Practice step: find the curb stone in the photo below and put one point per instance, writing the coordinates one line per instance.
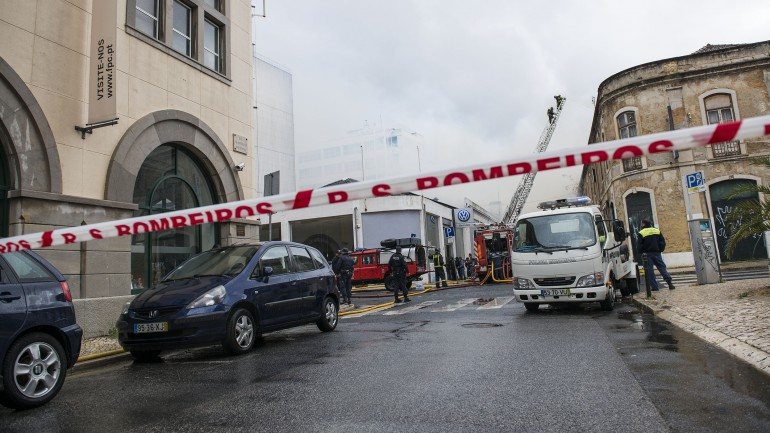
(745, 352)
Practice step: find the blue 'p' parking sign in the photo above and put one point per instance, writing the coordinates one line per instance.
(695, 182)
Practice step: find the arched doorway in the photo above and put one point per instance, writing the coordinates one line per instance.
(170, 179)
(722, 205)
(4, 187)
(638, 208)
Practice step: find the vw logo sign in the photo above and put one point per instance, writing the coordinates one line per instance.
(463, 215)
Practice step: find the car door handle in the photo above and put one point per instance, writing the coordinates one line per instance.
(7, 297)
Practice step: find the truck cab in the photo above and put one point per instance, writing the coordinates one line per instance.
(563, 253)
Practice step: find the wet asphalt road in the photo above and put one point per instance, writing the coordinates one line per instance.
(425, 371)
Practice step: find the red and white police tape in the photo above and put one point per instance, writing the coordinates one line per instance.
(612, 150)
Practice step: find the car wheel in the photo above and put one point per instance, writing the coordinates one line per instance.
(145, 355)
(33, 371)
(329, 316)
(241, 332)
(609, 302)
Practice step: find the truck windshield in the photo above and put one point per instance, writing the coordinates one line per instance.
(550, 233)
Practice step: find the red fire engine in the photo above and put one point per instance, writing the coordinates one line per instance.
(493, 248)
(371, 265)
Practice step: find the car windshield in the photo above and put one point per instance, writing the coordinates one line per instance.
(555, 232)
(219, 262)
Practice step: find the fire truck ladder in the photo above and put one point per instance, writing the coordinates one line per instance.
(525, 186)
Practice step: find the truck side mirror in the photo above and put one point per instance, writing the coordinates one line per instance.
(619, 231)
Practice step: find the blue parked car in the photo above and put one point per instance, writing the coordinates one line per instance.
(39, 339)
(231, 295)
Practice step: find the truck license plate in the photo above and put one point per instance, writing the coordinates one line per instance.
(143, 328)
(554, 292)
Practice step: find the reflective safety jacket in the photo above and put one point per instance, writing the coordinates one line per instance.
(651, 240)
(397, 265)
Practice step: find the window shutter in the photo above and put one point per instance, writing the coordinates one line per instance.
(720, 100)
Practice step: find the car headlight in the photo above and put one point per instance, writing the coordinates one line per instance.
(523, 284)
(212, 297)
(591, 280)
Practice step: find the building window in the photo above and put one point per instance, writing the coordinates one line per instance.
(627, 128)
(212, 4)
(193, 31)
(719, 108)
(181, 40)
(211, 46)
(627, 124)
(147, 12)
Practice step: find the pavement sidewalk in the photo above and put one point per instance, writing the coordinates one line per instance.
(734, 316)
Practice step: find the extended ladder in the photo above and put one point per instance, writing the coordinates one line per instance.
(525, 186)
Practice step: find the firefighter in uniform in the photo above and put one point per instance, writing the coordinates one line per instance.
(438, 265)
(397, 266)
(652, 244)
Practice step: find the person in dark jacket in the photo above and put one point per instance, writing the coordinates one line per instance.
(439, 266)
(397, 267)
(652, 243)
(470, 267)
(460, 265)
(344, 270)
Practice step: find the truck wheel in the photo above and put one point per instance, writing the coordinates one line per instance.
(620, 284)
(609, 302)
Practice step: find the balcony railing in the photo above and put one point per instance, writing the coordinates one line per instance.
(726, 149)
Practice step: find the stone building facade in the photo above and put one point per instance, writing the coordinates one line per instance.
(715, 84)
(184, 106)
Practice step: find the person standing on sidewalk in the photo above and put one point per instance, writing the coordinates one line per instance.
(438, 265)
(652, 244)
(470, 267)
(345, 265)
(397, 267)
(460, 265)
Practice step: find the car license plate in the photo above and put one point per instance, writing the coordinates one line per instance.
(142, 328)
(554, 292)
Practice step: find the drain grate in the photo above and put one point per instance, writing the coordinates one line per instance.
(482, 301)
(481, 325)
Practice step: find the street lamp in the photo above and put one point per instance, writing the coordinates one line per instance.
(363, 173)
(419, 163)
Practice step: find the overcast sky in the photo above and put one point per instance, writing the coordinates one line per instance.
(475, 77)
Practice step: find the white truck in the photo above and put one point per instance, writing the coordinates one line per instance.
(563, 253)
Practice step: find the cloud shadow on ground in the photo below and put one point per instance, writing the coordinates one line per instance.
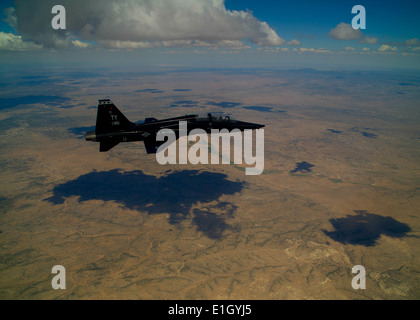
(175, 193)
(365, 228)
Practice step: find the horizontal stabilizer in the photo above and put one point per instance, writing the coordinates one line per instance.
(152, 145)
(107, 145)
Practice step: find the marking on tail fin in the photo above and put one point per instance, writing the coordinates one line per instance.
(110, 119)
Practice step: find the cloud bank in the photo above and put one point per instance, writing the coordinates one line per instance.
(139, 23)
(344, 31)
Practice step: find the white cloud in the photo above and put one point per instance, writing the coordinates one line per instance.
(141, 23)
(369, 40)
(387, 48)
(10, 19)
(311, 50)
(293, 42)
(412, 42)
(344, 31)
(11, 42)
(80, 44)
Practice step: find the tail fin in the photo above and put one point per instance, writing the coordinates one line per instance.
(110, 119)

Given request:
Please write out all the records above again, substituting "Labeling step" for each "Practice step" and changing nothing else. Leave the pictures out.

Answer to the problem:
Labeling step: find the curb stone in the photo below and put one point per instance, writing the coordinates one line per instance.
(745, 352)
Labeling step: find the blue 'p' parking sign in the photo above and put one point per instance, writing the coordinates one line per instance.
(695, 182)
Labeling step: find the arched doorway in the photo above and put one point per instance, writing the coordinates one line per instance.
(170, 179)
(722, 205)
(4, 187)
(638, 208)
Labeling step: find the vw logo sign in the photo above and put one point per instance, writing the coordinates one line per instance.
(463, 215)
Labeling step: find the car door handle in the photo above and put one point per instance, writing the coordinates one line per instance.
(7, 297)
Labeling step: find the truck cab in the photo above and put one point per instance, writing the coordinates one line per instance.
(563, 253)
Labeling step: find the wet asphalt road in the photo above and put one point per instance, writing the coordinates one line per instance.
(425, 371)
Labeling step: find the red and white police tape in the photo above and put one point per instance, writing the coordinates one line per instance.
(612, 150)
Labeling step: find the car wheel in the photo above and put one point per instance, writing the coordinates one line per instance.
(145, 355)
(33, 371)
(329, 316)
(241, 332)
(609, 302)
Labeling step: find the truck windshield in the photo above and put one point per instance, writing the coordinates one line per instance.
(550, 233)
Labeling step: find the red fire engine in the photo above and put one point per instance, writing the coordinates one line per instance.
(493, 248)
(371, 265)
Labeling step: find the car windshield in the photo above and put one point per instance, writing the coordinates one line per instance.
(555, 232)
(219, 262)
Labeling step: find the fire truck ladder in the photo above and put one point per instance, writing the coordinates one line per instance.
(525, 186)
Labeling step: find the truck side mirror in the photo above and put one point per instance, writing the coordinates one line per instance.
(619, 231)
Labeling step: find the blue parked car in the photo above and put one point per instance, writing the coordinates one line per instance.
(39, 339)
(231, 295)
Labeling step: find the truck license plate in the photo above and put one point per instance, writing the coordinates one line per instance.
(143, 328)
(554, 292)
Labeling step: find the reflective safety jacket in the photo above and put one point per instance, writing the coordinates one line per instance.
(651, 240)
(397, 265)
Labeling step: find the window shutter in the photo above and put one point per instance, writing the coordinates one line per instance.
(720, 100)
Labeling step: find the car headlight in the photo above and put one point per instance, writing the coordinates one line per instance.
(523, 284)
(212, 297)
(591, 280)
Labeling step: find the building window in the photo above and put one point per instance, writing the coordinates one line per instance.
(627, 128)
(212, 4)
(193, 31)
(719, 108)
(181, 40)
(211, 46)
(627, 124)
(147, 12)
Labeling step: find the pavement sidewalk in the photo above and put one point per instance, writing the coordinates one line per instance.
(734, 316)
Labeling step: find the extended ladder in the photo above and put one point per instance, writing the coordinates one line per instance.
(525, 186)
Labeling step: find the firefighter in uniform in the photo above and put one point per instance, writing the coordinates one line per instance.
(438, 265)
(397, 266)
(652, 244)
Labeling step: find the person in dark jacket in the photo above and put one point per instance, writing the coordinates one line per instance.
(439, 266)
(397, 267)
(652, 243)
(470, 267)
(460, 265)
(344, 270)
Labeling step: find the truck wheel in the photo above and put one point per instance, writing the coordinates one line per instance.
(620, 284)
(609, 302)
Labeling step: find the balcony railing in the photo above and put one point per instance, writing the coordinates one line per instance.
(726, 149)
Labeling step: find the stone building facade in the photo above and put one point per instance, writing the coordinates one line per instance.
(715, 84)
(184, 106)
Labeling step: find the person standing on sidewalk in the photo above and put one point per instance, writing the coordinates one line per instance.
(438, 265)
(652, 244)
(470, 267)
(345, 265)
(397, 267)
(460, 265)
Labeling step: find the car license plate in the photo above and put one point per instance, writing the coordinates one line per instance.
(142, 328)
(554, 292)
Labeling step: find the drain grate in the photo above and put one point per instance, writing the coordinates one line per instance.
(482, 301)
(481, 325)
Labeling step: find the street lamp in the photo above and put one point per instance, writing the coordinates one line per instance.
(363, 173)
(419, 163)
Labeling step: find the overcast sky in the photo above and put one point per instance, writing the coordinates one line per instance.
(475, 77)
Labeling step: find the white truck in the photo above and put one point per instance, writing the coordinates one line per instance.
(563, 253)
Labeling step: find the cloud shadow on ground in the photo below and put one point per instance, writing the coordinates one line per instance.
(175, 193)
(365, 228)
Labeling step: find the horizontal stabilizer in the photo above and put one point per instance, writing the coordinates one line per instance.
(152, 145)
(107, 145)
Labeling step: find the marking on tail fin in the photo above and put one point per instance, writing the coordinates one line per instance.
(110, 119)
Labeling step: find the cloud bank in the photo above and put one point per instance, writing the coordinates one line per instance.
(139, 23)
(344, 31)
Labeling step: find the white cloud in the photo above and put one point per instance, writing the coordinates one line per instance.
(141, 23)
(369, 40)
(387, 48)
(10, 19)
(311, 50)
(293, 42)
(412, 42)
(344, 31)
(11, 42)
(80, 44)
Labeling step: find the tail fin in the photo above and put one point per instance, writing the coordinates one line per instance.
(110, 119)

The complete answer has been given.